"""

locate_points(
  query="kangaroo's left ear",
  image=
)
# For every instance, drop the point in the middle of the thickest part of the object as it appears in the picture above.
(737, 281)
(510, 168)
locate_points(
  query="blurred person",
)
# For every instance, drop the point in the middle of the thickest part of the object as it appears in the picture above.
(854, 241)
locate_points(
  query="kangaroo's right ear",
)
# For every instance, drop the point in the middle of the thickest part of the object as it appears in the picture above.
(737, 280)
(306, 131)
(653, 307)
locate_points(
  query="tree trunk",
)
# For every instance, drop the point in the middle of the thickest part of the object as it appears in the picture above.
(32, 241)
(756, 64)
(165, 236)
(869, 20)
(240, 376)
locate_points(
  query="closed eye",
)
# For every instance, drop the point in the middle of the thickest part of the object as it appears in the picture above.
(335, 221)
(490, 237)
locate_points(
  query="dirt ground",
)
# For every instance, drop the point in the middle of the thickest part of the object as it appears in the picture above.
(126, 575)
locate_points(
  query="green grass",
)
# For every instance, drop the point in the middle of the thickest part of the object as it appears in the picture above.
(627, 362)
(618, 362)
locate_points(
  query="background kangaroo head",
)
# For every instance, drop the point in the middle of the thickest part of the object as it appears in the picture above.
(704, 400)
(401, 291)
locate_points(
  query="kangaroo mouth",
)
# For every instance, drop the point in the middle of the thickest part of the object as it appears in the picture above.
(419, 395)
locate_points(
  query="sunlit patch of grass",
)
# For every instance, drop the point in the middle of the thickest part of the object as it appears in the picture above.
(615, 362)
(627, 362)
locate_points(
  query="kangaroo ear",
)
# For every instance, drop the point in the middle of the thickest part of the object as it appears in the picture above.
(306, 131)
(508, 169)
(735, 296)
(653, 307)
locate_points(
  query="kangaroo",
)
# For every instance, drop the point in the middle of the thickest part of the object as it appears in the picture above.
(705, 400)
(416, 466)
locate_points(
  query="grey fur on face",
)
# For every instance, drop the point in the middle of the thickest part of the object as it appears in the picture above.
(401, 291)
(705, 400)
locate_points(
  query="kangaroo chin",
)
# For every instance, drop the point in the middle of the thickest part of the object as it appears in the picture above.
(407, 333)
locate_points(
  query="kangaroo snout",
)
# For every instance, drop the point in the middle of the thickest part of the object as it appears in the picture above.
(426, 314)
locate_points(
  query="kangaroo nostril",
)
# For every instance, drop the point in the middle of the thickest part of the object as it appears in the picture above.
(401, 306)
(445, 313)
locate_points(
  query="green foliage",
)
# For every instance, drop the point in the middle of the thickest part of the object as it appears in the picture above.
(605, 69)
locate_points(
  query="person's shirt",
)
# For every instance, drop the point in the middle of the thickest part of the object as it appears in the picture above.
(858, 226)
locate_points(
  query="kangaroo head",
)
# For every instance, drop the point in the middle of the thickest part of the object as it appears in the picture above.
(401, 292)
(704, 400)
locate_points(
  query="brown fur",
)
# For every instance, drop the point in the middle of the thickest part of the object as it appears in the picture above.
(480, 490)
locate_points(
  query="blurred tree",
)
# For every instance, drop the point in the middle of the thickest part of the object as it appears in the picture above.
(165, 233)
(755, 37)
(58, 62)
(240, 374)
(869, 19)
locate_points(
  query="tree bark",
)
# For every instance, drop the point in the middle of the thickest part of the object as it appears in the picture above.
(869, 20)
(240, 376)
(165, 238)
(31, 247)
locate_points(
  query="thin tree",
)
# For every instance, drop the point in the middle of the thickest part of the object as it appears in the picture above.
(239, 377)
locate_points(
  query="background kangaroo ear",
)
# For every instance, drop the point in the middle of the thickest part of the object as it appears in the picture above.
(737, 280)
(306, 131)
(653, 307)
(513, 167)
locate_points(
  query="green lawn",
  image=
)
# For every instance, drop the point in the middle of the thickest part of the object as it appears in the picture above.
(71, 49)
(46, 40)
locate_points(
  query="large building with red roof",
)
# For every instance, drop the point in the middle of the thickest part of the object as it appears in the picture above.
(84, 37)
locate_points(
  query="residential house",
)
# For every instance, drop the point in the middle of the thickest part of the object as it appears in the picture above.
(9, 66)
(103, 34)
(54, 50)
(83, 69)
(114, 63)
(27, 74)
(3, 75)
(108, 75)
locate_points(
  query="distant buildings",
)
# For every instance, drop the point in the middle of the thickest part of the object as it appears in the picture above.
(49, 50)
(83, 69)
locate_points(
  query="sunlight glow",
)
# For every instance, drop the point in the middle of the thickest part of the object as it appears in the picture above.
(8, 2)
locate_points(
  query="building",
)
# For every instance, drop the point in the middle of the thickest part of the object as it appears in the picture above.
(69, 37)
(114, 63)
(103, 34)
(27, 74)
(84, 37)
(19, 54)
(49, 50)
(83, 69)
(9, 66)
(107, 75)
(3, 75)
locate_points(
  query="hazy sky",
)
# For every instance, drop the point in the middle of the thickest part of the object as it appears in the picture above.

"""

◆ GIVEN REQUEST:
Would you restate each of the entries word for word?

◆ FULL SOLUTION:
locate_points(
  query="kangaroo's left ear",
  image=
)
# For every instance, drop the point in the middle of the thickest part of the object as it appears in the picture above.
(737, 281)
(510, 168)
locate_points(
  query="blurred person",
)
# For every instance, drop the point in the middle of the thickest part of the object as it appears in the picture above.
(854, 241)
locate_points(
  query="kangaroo's right ear",
)
# For every instance, drop the point in the middle of the thickest part of the object as it appears in the picture above.
(737, 280)
(306, 131)
(653, 307)
locate_points(
  query="tree trunk",
)
# For every instance, drop the point in the middle of the thickest part of the object as it appears in the picture above.
(32, 241)
(756, 64)
(165, 236)
(869, 20)
(240, 376)
locate_points(
  query="closed eye",
)
# For every instance, drop the point in the middle of the thickest part of the object as it appears in the picture above.
(335, 221)
(490, 237)
locate_points(
  query="dirt ground",
)
# For every instance, drop the point in the middle of the thickest part of the object as it appears in the picture above.
(126, 575)
locate_points(
  query="green grass",
)
# For every instance, drop the point in the middle of the thickest part of the object as it appears in the picture above.
(627, 362)
(618, 362)
locate_points(
  query="background kangaroo head",
)
# For every instance, drop the point in the middle of the thickest part of the object as it appears in the picture above.
(704, 400)
(401, 291)
locate_points(
  query="kangaroo mouth",
)
# For every instance, drop the point in the middle of the thickest part of the object as it appears in the picture above.
(419, 395)
locate_points(
  query="sunlit patch of grass",
)
# For every instance, drop the point in the middle of the thickest part of the object as it appears in the picture above.
(615, 362)
(627, 362)
locate_points(
  query="kangaroo ear",
)
# For every instance, drop the point in the middle of the thickest part of the object as it appears in the picture above.
(306, 131)
(508, 169)
(735, 296)
(653, 307)
locate_points(
  query="kangaroo",
)
# For every instance, drop the point in the middle of the thickest part of the object as it appears in the picture above.
(705, 400)
(416, 466)
locate_points(
  query="grey fur on face",
)
# For every instance, drop the point in the middle of the thickest part of the object as it appears in the picture above.
(401, 291)
(705, 400)
locate_points(
  query="kangaroo chin",
)
# For every instance, drop the point in the middle of the thickest part of the object as it appears in the picture above.
(407, 333)
locate_points(
  query="kangaroo snout",
)
# For every instance, drop the point in the middle of the thickest part of the object as it appears in the picture above.
(426, 314)
locate_points(
  query="kangaroo nostril",
)
# For every instance, drop the point in the middle of the thickest part of the object as it appears in the picture above.
(401, 306)
(445, 313)
locate_points(
  query="green foliage",
)
# For every instance, drop the point in the middle of the thickest part of the object as it appears in the picture above.
(605, 69)
locate_points(
  query="person's shirt",
)
# For every instance, drop the point in the middle of the thickest part of the object as it appears in the picture above.
(858, 226)
locate_points(
  query="kangaroo head",
)
# For every instance, drop the point in the middle of the thickest part of the object as it appears in the picture above.
(401, 292)
(704, 400)
locate_points(
  query="brown fur",
)
# For every instance, drop the point in the middle of the thickest part of the object as it appears in the picture above.
(480, 490)
locate_points(
  query="blurred tree",
)
# For every instance, drop the point in the middle of the thickest part of the object as it appears in the picture above.
(165, 233)
(755, 37)
(58, 62)
(240, 374)
(869, 19)
locate_points(
  query="tree bark",
)
# For every instance, drop the point in the middle of the thickest part of the object as it appears in the picture above.
(869, 20)
(240, 376)
(165, 238)
(31, 247)
locate_points(
  query="thin tree",
)
# For every instance, drop the point in the middle of the thickest part of the object as it appears in the picture above.
(239, 377)
locate_points(
  query="background kangaroo ear",
)
# For every instance, drop the point in the middle of the thickest part of the object as it appears in the picture above.
(737, 280)
(306, 131)
(653, 307)
(513, 167)
locate_points(
  query="green lawn",
  image=
)
# For every instance, drop the point in the middle of the thickest part of the object as it appears in the picture above.
(71, 49)
(46, 40)
locate_points(
  query="large building with red roof",
)
# For every instance, drop the point in the middle of the thickest part of the object as it appears in the picture above.
(84, 37)
locate_points(
  query="residential house",
)
# For every instance, drop the point in the middle of the thickest part of the object as it appears in the picture above.
(9, 66)
(103, 34)
(54, 50)
(83, 69)
(114, 63)
(27, 74)
(3, 75)
(108, 75)
locate_points(
  query="distant buildings",
)
# For every instance, drop the point in the middle of the thickest part of the object as it appears in the picture above.
(49, 50)
(83, 69)
locate_points(
  query="sunlight glow",
)
# For every instance, drop the point in the middle of the thickest part of the object as it appears in the picture above.
(8, 2)
locate_points(
  query="building",
)
# For every instance, drop the point in the middle of the thickest part of the object as it appears in the picture above.
(69, 37)
(114, 63)
(103, 34)
(27, 74)
(84, 37)
(19, 54)
(49, 50)
(83, 69)
(9, 66)
(107, 75)
(3, 75)
locate_points(
  query="hazy sky",
)
# For every instance, drop the point in the middle of the thickest part of the object as it appears in the picture above.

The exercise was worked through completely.